In the excerpt about training models on graph levels below, reproduce the passage starting with "In the experiments, both" and going on through "model (Table 4).".

::: Excerpt provided

In the experiments, both models performed poorly when trained with the Level
1 sub-graphs when compared with the same model trained with the Level 0
graph. The models trained with Level 1 sub-graphs resulted in average accuracies
ranging from 50% to over 80% less than the same model trained on the Level 0
graph. This contrasted with significantly better relative performance seen when
the models were trained on Level 2 & 3 sub-graphs. We focus on these results
here, starting with the ComplEx model (Table 4).


                          ComplEx Summary
Dataset Filter Level Difference   in Difference    in Outperforms
                     Training Data Accuracy      (vs Level 0 for
                     (vs Level 0)    Level 0)

::::::
::: Supplied material

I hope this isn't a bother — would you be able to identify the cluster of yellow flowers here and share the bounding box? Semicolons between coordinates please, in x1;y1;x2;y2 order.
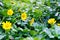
48;18;60;26
2;9;60;30
2;9;34;30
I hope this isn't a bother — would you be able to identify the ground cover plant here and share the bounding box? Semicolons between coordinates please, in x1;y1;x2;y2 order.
0;0;60;40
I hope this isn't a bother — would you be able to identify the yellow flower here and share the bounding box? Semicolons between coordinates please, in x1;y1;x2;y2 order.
11;1;16;4
30;18;34;26
48;18;56;24
7;9;13;16
2;21;12;30
57;23;60;26
21;12;27;21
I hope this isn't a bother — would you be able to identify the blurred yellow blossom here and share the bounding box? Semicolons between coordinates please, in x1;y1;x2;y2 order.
7;9;13;16
48;18;56;24
11;1;16;4
21;12;27;21
2;21;12;30
30;18;34;26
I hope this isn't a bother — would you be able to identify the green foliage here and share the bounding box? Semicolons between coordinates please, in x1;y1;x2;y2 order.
0;0;60;40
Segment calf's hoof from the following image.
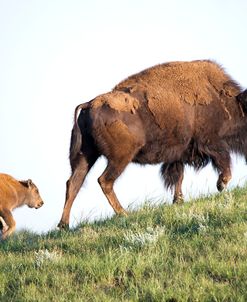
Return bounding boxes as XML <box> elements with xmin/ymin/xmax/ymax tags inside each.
<box><xmin>217</xmin><ymin>181</ymin><xmax>226</xmax><ymax>192</ymax></box>
<box><xmin>173</xmin><ymin>195</ymin><xmax>184</xmax><ymax>204</ymax></box>
<box><xmin>57</xmin><ymin>221</ymin><xmax>69</xmax><ymax>230</ymax></box>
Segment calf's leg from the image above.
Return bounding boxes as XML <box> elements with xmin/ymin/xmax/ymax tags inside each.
<box><xmin>0</xmin><ymin>209</ymin><xmax>16</xmax><ymax>240</ymax></box>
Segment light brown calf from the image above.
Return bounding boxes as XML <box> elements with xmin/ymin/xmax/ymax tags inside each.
<box><xmin>0</xmin><ymin>173</ymin><xmax>44</xmax><ymax>239</ymax></box>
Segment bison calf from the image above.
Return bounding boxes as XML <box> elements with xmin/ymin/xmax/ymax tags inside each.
<box><xmin>0</xmin><ymin>174</ymin><xmax>44</xmax><ymax>239</ymax></box>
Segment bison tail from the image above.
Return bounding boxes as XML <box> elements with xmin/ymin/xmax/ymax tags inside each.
<box><xmin>69</xmin><ymin>103</ymin><xmax>89</xmax><ymax>167</ymax></box>
<box><xmin>237</xmin><ymin>89</ymin><xmax>247</xmax><ymax>113</ymax></box>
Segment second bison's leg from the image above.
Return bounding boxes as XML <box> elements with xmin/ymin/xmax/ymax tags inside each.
<box><xmin>0</xmin><ymin>209</ymin><xmax>16</xmax><ymax>239</ymax></box>
<box><xmin>58</xmin><ymin>154</ymin><xmax>96</xmax><ymax>229</ymax></box>
<box><xmin>161</xmin><ymin>161</ymin><xmax>184</xmax><ymax>203</ymax></box>
<box><xmin>213</xmin><ymin>152</ymin><xmax>232</xmax><ymax>192</ymax></box>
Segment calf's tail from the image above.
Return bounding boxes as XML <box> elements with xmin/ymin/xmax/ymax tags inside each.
<box><xmin>69</xmin><ymin>102</ymin><xmax>90</xmax><ymax>166</ymax></box>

::::::

**Result for this task**
In the experiments, both models performed poorly when trained with the Level
1 sub-graphs when compared with the same model trained with the Level 0
graph. The models trained with Level 1 sub-graphs resulted in average accuracies
ranging from 50% to over 80% less than the same model trained on the Level 0
graph. This contrasted with significantly better relative performance seen when
the models were trained on Level 2 & 3 sub-graphs. We focus on these results
here, starting with the ComplEx model (Table 4).